-- DO THIS --
Return the complete listing that follows, with each line reproduced exactly.

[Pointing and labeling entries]
☆ ☆ ☆ ☆ ☆ ☆ ☆
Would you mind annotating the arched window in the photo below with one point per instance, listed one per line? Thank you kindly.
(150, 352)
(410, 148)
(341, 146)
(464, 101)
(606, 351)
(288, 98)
☆ ☆ ☆ ☆ ☆ ☆ ☆
-- OUTPUT FOR THIS TASK --
Would you mind annotating the arched window in the photo below with one point per instance, listed one per line? Thank you kindly.
(150, 352)
(410, 148)
(341, 146)
(464, 101)
(606, 351)
(288, 98)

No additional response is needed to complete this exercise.